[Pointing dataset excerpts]
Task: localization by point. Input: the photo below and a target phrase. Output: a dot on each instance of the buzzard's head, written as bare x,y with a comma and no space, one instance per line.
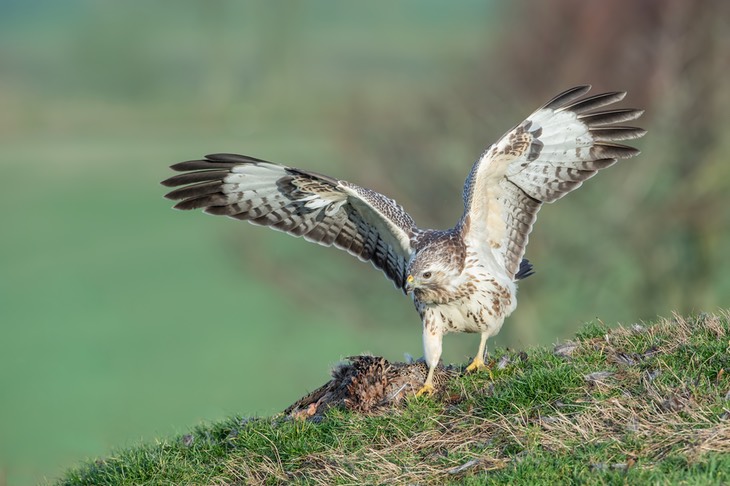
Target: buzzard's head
434,271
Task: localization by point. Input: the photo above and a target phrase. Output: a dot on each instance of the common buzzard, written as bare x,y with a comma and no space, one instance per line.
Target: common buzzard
462,279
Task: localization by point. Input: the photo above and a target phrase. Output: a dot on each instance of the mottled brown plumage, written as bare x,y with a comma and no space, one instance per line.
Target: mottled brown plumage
462,279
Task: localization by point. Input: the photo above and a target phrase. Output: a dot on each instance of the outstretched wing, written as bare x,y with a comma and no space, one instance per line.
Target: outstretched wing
321,209
542,159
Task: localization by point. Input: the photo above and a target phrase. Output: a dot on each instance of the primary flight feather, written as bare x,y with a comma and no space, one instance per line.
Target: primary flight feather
462,279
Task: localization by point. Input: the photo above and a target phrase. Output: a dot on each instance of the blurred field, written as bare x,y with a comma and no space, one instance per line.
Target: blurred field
123,320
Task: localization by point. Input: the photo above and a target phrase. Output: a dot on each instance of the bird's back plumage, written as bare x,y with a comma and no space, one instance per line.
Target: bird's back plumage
463,278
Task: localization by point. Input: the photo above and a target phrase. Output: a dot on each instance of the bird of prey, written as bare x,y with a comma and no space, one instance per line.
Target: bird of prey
462,279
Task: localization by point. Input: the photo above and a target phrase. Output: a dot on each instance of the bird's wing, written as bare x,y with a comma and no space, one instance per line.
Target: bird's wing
319,208
542,159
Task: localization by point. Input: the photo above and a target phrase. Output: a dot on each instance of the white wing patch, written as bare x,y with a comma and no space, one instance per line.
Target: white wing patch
318,208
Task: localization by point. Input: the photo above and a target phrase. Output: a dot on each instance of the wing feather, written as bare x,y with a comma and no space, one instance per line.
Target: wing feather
317,207
542,159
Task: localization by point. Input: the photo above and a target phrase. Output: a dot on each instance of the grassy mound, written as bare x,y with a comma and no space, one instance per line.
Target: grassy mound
645,403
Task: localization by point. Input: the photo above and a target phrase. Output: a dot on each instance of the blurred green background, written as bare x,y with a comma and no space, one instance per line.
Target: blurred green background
122,320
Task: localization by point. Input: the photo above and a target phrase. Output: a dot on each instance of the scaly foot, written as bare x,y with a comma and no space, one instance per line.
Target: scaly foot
426,389
477,365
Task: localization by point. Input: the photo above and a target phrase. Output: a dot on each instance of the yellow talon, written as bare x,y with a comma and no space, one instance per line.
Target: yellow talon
477,365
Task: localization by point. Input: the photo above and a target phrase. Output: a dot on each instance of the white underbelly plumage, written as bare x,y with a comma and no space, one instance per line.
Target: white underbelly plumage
482,311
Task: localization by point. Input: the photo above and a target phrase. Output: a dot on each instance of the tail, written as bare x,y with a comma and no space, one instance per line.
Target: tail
525,269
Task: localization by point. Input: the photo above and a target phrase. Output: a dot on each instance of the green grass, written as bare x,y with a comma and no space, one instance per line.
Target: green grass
646,404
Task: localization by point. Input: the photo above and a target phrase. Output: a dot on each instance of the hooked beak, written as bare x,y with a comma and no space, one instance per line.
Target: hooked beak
410,284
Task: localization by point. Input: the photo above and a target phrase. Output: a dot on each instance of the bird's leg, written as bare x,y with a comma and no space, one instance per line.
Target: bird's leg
478,363
432,338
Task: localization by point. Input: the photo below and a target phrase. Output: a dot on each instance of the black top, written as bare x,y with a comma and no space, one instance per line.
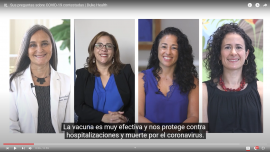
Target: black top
234,112
84,88
44,110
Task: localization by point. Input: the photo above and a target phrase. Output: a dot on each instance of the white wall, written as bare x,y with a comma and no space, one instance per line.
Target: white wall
122,30
189,27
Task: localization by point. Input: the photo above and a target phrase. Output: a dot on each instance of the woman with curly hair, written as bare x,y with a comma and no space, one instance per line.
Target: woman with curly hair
233,97
168,89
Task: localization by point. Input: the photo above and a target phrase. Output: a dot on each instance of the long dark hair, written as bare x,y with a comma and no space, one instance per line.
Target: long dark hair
184,72
23,60
214,52
92,67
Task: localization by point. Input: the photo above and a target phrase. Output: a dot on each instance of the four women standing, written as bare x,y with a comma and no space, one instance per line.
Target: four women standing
168,89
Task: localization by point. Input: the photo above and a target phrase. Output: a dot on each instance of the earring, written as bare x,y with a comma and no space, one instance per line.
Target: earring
218,62
246,63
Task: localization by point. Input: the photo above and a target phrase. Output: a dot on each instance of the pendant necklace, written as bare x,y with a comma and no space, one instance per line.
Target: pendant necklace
41,80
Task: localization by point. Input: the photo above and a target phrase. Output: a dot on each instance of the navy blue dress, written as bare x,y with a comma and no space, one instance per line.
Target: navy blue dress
108,98
234,112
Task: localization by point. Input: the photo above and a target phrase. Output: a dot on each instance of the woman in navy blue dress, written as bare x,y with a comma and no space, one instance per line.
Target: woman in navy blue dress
169,89
104,89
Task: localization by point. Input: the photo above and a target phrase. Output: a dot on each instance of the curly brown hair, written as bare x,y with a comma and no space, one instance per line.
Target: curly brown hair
214,52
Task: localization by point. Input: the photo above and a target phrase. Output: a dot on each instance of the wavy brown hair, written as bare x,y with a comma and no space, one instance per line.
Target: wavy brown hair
92,67
23,60
214,52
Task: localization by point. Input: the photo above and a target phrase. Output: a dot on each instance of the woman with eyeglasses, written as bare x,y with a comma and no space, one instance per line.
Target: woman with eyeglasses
104,88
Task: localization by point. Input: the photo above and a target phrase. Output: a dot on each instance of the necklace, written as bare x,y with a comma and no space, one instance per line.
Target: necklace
221,83
41,80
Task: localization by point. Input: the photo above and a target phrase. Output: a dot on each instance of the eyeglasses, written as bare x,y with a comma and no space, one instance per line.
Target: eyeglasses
108,46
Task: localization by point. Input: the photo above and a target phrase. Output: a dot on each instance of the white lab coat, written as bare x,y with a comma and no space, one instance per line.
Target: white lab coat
23,114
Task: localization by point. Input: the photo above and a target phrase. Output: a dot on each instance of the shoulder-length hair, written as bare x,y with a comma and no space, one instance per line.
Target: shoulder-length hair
92,67
23,60
212,62
184,72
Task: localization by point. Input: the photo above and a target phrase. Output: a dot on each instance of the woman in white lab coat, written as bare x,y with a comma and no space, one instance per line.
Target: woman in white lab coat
39,94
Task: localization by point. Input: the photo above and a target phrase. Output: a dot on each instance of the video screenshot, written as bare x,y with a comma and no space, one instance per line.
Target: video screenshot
143,75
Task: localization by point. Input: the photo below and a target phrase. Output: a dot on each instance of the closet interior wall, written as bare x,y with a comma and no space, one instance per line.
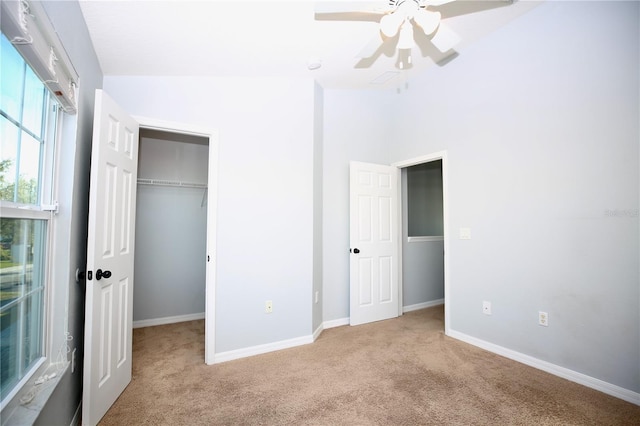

Short task
How many lines of the listing above contain the word "outstretched"? Give only the number.

Correct output
2